▸ What needs to be done
Sort through the entries below and pull out lines containing the word "instance".

▸ The data
──────

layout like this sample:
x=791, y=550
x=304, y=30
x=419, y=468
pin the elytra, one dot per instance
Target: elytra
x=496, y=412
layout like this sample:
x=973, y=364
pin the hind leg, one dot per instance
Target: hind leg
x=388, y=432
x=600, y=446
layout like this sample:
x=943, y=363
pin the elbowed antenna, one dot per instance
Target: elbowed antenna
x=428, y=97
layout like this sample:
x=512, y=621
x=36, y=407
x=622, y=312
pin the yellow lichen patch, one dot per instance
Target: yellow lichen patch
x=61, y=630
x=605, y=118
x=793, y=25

──────

▸ Exercise solution
pin the elytra, one dot per instance
pin the hind leg, one dot per instance
pin the elbowed antenna, one dot per instance
pin the yellow lichen patch, one dot per instance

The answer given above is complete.